Start of Block

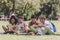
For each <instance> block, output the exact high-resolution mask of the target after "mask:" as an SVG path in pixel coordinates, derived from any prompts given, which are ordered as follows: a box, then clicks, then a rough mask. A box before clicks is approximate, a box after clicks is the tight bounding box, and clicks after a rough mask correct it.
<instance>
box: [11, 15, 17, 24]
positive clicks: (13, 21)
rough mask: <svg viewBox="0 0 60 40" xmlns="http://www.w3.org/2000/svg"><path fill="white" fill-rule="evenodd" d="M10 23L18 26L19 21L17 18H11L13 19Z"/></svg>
mask: <svg viewBox="0 0 60 40" xmlns="http://www.w3.org/2000/svg"><path fill="white" fill-rule="evenodd" d="M10 23H11V24H17V19H16V17H15V16H11V18H10Z"/></svg>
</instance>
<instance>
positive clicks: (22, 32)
mask: <svg viewBox="0 0 60 40" xmlns="http://www.w3.org/2000/svg"><path fill="white" fill-rule="evenodd" d="M17 25H18V27H19V31H20V33H23V32H24V31H25V29H27V28H28V24H26V23H25V22H23V23H20V24H19V23H18V24H17Z"/></svg>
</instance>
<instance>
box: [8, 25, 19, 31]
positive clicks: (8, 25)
mask: <svg viewBox="0 0 60 40" xmlns="http://www.w3.org/2000/svg"><path fill="white" fill-rule="evenodd" d="M7 27H8V29H9V30H11V29H14V30H16V31H18V30H19V27H18V26H17V25H14V28H13V25H12V24H8V25H7Z"/></svg>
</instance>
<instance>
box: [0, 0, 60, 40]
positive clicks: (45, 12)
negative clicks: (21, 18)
mask: <svg viewBox="0 0 60 40" xmlns="http://www.w3.org/2000/svg"><path fill="white" fill-rule="evenodd" d="M12 14H14V15H16V16H19V15H22V16H23V17H24V19H25V20H26V23H28V22H27V21H29V20H30V19H31V16H33V15H35V16H36V17H37V18H38V17H39V15H41V14H43V15H45V16H46V18H47V19H48V20H49V21H51V22H52V23H54V24H55V26H56V28H57V32H56V33H55V35H12V34H0V40H60V0H0V32H4V31H3V29H2V25H7V24H8V21H6V20H1V19H5V18H10V16H11V15H12Z"/></svg>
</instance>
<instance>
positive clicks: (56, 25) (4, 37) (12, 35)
mask: <svg viewBox="0 0 60 40" xmlns="http://www.w3.org/2000/svg"><path fill="white" fill-rule="evenodd" d="M52 22H53V23H54V24H55V25H56V28H57V32H56V33H55V34H56V35H12V34H0V40H60V21H52ZM7 24H8V22H7V21H0V32H4V31H3V29H2V25H7Z"/></svg>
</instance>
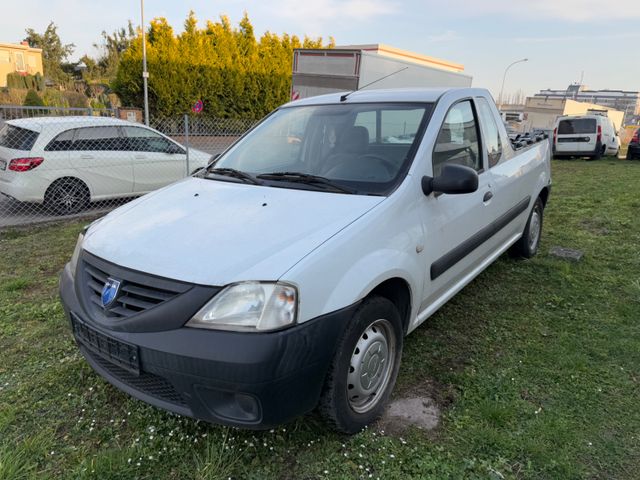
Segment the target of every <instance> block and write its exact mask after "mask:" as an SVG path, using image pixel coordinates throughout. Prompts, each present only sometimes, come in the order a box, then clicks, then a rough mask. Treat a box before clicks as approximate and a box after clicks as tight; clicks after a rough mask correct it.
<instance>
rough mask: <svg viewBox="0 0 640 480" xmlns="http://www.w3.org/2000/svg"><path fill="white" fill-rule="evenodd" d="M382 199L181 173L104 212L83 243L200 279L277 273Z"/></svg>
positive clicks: (272, 278) (176, 278)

End of Block

■ Problem to work on: Search the records for the word "each" and copy out every line that holds it.

■ Your solution:
For each <instance> block, output the exact high-resolution mask of the target after "mask:" as an SVG path in pixel coordinates, derived from any prompts given, which are ordered as follows: a box, then clicks, then a rough mask. A box before clicks is approximate, a box after clicks is the tight bounding box, and clicks after a rough mask correct it.
Segment the target of every <instance> block and write its exact mask after "mask:" as an SVG path, using image pixel coordinates throughout. Prompts, each present only sometimes, come in the order a box, then clicks, then a rough mask. Treat a box before clicks as approximate and a box after clicks as tight; clicks after a rough mask correct it.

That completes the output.